>> BEGIN Data records

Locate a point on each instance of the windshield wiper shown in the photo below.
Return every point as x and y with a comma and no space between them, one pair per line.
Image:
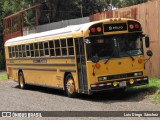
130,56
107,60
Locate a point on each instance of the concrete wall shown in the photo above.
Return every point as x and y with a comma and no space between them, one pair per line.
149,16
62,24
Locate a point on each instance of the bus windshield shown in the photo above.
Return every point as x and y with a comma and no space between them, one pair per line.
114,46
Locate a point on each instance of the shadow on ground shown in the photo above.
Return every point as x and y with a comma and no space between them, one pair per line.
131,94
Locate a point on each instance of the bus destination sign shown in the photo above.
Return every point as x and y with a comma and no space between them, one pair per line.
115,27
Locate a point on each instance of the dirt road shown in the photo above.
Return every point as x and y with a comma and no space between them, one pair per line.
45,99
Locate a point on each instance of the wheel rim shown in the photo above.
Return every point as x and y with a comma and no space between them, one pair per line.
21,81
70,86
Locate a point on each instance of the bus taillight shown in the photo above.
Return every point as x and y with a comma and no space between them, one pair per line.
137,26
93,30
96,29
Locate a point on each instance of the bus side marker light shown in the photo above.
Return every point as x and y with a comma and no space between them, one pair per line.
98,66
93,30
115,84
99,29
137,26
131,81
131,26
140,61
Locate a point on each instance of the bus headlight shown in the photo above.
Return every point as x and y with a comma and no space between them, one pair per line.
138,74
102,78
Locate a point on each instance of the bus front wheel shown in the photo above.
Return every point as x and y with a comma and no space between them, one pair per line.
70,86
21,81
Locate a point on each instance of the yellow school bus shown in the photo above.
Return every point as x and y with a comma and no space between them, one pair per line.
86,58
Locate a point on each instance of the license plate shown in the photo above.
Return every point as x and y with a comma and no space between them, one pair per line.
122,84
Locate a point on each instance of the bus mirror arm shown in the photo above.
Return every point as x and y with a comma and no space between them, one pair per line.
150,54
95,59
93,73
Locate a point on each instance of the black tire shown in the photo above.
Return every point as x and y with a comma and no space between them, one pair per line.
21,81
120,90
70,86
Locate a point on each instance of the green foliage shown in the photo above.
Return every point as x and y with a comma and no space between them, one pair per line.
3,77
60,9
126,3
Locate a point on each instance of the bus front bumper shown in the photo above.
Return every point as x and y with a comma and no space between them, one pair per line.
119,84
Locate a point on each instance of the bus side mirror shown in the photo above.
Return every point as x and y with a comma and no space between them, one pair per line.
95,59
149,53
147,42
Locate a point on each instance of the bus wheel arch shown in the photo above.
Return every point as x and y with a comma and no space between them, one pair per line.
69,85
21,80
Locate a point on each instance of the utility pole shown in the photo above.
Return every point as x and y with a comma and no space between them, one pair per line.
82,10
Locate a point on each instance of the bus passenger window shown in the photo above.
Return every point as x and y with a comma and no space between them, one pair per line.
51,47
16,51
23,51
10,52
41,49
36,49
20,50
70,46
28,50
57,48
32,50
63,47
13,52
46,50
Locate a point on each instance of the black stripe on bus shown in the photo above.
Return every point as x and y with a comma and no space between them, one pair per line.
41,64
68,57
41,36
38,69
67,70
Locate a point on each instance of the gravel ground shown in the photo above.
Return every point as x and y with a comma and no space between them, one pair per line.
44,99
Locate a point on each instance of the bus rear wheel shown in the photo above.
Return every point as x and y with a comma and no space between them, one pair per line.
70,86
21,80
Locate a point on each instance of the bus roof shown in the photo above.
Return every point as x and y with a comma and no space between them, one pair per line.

>> END Data records

» What is expected
Return every line from the one holding "Locate a point on each instance of the black stripe" through the end of the data, exactly as it appears, with both ends kept and nothing else.

» Task result
Locate a point on each instance of the black stripe on bus shown in the photo above.
Return every point as x and y with a comma and no space between them, one pair per line.
41,64
68,57
41,36
38,69
67,70
Locate a point on each instance of the gravel ground shown in the photo above.
Return every point as x and y with a comma and no space between them, one pair per line.
44,99
Locate a point on each instance of the bus rear wheel shown in the photo above.
Return every point as x and y with a comma and no space between them, one pair per line.
70,86
21,80
Locate a point on each instance of the bus roof shown in the photo above.
Return every point as x and y with a comma and no space between them, one pair per line.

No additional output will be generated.